**Text passage**

*****

The canteen was, at least air-conditioned; the food ordinary, Indian curries for the plentitude of Indians partaking of their lunchtime meal, and various types of pasta, fruit for dessert, instant coffee and cold water.

A large plate of pasta, steak, one of those apples, water and coffee constituted my repast, and that of my three colleagues, who were by now copying everything that I did.

We ate and made small talk about where we were from, how long we’d worked at this, how hot it was and then covered that hundred and fifty sun blasted metres, back to the shed as quickly as possible.

Judging by the number of Indian mechanics at lunch, there must have been a lot of smaller workshops on this site. I was not about to go for a walk to find out exactly how many, but at some time during the morning ,a boat had appeared across the compound, so it was a pretty fair bet that that was the Persian Gulf right there.

We fiddled around, drank coffee and smoked cigarettes for the afternoon until at 6 o’clock, our driver from this morning reappeared, to take us to the hotel for the night.

Even though I hadn’t been killing myself;  simply as a result of exposure to the heat under that corrugated iron roof, and my sleepless night, I was utterly exhausted and I could not wait to get there, to shower, to eat and to sleep.

*****

**Listing**
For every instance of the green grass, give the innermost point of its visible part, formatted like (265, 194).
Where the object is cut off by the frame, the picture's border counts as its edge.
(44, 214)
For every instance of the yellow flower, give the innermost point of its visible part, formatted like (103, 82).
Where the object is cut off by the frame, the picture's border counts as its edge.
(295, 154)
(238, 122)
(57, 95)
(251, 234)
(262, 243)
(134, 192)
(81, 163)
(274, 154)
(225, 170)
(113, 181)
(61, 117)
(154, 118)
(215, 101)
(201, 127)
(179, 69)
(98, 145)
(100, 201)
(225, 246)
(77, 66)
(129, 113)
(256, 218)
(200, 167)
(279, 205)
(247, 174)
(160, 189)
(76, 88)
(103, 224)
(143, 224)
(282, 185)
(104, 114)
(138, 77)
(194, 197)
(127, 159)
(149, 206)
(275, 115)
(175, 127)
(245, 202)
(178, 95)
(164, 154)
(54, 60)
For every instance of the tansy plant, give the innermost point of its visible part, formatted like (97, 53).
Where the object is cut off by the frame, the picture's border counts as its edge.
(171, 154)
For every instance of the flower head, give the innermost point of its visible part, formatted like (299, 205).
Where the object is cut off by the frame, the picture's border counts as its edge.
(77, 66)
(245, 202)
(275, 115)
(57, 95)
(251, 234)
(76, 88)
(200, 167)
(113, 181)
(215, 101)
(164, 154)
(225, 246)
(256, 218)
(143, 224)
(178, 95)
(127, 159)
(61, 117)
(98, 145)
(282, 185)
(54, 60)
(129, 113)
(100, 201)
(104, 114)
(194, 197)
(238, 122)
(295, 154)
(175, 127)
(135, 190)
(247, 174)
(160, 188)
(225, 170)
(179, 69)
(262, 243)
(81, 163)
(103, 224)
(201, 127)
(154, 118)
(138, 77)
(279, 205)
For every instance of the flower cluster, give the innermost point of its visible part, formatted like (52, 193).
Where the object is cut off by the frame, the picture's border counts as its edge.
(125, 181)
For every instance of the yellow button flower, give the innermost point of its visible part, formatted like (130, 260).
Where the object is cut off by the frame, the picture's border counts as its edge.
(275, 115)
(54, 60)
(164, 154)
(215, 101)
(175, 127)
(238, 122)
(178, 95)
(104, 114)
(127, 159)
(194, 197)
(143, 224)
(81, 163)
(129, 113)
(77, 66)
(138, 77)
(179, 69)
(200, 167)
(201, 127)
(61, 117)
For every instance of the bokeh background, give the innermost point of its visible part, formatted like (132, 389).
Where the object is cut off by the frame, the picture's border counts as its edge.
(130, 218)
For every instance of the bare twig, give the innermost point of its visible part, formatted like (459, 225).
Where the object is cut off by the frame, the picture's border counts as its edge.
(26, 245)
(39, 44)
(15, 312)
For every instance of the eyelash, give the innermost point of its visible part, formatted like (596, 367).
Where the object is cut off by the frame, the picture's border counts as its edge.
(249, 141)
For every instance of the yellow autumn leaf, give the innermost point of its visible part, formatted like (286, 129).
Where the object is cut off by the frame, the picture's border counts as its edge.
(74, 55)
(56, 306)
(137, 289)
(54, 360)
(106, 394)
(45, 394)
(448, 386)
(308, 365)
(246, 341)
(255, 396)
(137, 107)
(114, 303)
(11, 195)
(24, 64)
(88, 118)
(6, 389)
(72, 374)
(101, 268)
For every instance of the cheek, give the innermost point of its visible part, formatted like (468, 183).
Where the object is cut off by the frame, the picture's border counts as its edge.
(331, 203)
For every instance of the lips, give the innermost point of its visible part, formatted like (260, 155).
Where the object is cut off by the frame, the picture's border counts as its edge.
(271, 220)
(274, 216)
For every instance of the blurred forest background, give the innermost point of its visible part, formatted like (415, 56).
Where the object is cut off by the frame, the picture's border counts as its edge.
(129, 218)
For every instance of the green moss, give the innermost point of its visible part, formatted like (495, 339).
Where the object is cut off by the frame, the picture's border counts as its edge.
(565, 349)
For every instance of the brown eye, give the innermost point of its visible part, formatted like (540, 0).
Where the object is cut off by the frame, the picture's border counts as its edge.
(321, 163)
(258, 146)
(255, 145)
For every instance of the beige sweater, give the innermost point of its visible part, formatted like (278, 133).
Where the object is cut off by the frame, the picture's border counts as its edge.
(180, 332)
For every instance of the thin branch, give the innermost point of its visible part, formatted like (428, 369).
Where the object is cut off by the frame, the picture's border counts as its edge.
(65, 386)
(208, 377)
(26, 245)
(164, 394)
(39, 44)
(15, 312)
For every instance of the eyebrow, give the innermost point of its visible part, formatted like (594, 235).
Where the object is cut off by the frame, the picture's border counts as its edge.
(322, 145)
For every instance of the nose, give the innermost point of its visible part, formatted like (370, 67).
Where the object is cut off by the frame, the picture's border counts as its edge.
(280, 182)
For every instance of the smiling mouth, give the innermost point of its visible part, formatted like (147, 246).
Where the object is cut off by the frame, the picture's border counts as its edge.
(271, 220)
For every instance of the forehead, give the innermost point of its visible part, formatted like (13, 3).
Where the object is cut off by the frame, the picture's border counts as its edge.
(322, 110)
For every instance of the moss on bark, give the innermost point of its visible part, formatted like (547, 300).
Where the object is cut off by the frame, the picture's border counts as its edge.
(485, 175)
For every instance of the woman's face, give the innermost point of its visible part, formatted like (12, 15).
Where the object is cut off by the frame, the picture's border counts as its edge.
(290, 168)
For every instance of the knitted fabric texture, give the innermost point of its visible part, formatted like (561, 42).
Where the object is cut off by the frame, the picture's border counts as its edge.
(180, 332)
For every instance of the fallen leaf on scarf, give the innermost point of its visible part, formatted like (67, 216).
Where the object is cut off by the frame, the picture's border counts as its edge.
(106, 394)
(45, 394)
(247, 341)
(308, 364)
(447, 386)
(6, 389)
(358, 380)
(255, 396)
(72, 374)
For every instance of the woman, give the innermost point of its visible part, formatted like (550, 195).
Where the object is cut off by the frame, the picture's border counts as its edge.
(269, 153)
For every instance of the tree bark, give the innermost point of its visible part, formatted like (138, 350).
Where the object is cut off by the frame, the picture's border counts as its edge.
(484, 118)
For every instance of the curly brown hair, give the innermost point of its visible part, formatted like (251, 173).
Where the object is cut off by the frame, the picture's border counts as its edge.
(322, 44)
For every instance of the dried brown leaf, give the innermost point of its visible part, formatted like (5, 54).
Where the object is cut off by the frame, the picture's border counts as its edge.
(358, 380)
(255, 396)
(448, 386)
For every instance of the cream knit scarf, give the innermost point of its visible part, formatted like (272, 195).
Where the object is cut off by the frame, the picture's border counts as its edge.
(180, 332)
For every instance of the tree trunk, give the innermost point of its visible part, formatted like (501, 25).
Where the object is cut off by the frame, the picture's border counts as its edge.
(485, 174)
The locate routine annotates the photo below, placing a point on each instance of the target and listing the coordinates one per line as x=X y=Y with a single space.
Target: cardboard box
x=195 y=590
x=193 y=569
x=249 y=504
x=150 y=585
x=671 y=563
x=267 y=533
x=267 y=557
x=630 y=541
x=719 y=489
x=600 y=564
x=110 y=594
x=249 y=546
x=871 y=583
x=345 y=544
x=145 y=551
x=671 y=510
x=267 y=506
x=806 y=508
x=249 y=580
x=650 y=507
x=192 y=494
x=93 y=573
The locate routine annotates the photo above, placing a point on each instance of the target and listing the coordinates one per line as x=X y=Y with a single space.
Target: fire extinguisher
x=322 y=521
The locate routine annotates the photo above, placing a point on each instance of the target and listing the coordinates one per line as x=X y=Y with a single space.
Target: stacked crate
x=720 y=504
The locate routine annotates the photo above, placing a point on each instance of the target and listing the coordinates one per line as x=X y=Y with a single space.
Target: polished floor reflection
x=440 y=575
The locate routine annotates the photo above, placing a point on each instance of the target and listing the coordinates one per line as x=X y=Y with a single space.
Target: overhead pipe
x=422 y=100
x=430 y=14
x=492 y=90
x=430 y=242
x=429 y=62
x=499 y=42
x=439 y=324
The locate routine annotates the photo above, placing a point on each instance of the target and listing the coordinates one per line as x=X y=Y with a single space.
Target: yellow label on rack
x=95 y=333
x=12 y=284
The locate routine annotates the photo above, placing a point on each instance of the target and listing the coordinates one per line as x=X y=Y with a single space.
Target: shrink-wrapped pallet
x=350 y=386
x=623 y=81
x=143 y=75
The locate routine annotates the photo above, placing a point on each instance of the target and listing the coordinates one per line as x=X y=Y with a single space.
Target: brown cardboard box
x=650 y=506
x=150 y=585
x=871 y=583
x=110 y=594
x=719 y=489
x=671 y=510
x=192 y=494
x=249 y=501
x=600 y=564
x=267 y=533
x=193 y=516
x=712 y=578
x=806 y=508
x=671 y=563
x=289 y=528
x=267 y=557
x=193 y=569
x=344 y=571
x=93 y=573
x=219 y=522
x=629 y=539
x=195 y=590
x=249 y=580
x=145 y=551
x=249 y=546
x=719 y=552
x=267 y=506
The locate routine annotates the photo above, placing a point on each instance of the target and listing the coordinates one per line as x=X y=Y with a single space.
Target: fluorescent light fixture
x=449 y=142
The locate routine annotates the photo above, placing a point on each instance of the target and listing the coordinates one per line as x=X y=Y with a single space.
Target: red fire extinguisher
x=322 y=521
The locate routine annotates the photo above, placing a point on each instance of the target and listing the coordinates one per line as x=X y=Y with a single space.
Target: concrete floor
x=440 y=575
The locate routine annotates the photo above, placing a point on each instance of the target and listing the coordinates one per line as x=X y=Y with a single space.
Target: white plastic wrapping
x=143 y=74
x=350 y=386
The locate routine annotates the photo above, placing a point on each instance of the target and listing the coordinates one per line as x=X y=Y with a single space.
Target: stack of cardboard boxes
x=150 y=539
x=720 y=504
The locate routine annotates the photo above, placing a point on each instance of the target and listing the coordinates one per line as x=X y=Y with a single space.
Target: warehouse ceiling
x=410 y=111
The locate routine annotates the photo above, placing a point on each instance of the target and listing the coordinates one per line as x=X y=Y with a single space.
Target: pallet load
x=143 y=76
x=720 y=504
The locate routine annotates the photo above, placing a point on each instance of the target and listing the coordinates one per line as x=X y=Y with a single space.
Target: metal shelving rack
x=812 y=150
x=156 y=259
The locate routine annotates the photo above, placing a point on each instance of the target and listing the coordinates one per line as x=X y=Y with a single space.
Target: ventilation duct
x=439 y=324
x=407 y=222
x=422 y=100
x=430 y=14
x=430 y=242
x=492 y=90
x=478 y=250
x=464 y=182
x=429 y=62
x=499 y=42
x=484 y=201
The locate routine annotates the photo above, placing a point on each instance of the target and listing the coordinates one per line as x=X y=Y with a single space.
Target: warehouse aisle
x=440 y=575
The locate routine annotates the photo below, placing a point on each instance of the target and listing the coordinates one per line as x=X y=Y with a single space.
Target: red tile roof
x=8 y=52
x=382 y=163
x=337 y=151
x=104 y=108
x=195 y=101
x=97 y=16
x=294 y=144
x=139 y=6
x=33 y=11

*****

**Given task**
Copy out the canteen passage above word for word, from start to finish.

**The reply**
The canteen was, at least air-conditioned; the food ordinary, Indian curries for the plentitude of Indians partaking of their lunchtime meal, and various types of pasta, fruit for dessert, instant coffee and cold water.

A large plate of pasta, steak, one of those apples, water and coffee constituted my repast, and that of my three colleagues, who were by now copying everything that I did.

We ate and made small talk about where we were from, how long we’d worked at this, how hot it was and then covered that hundred and fifty sun blasted metres, back to the shed as quickly as possible.

Judging by the number of Indian mechanics at lunch, there must have been a lot of smaller workshops on this site. I was not about to go for a walk to find out exactly how many, but at some time during the morning ,a boat had appeared across the compound, so it was a pretty fair bet that that was the Persian Gulf right there.

We fiddled around, drank coffee and smoked cigarettes for the afternoon until at 6 o’clock, our driver from this morning reappeared, to take us to the hotel for the night.

Even though I hadn’t been killing myself;  simply as a result of exposure to the heat under that corrugated iron roof, and my sleepless night, I was utterly exhausted and I could not wait to get there, to shower, to eat and to sleep.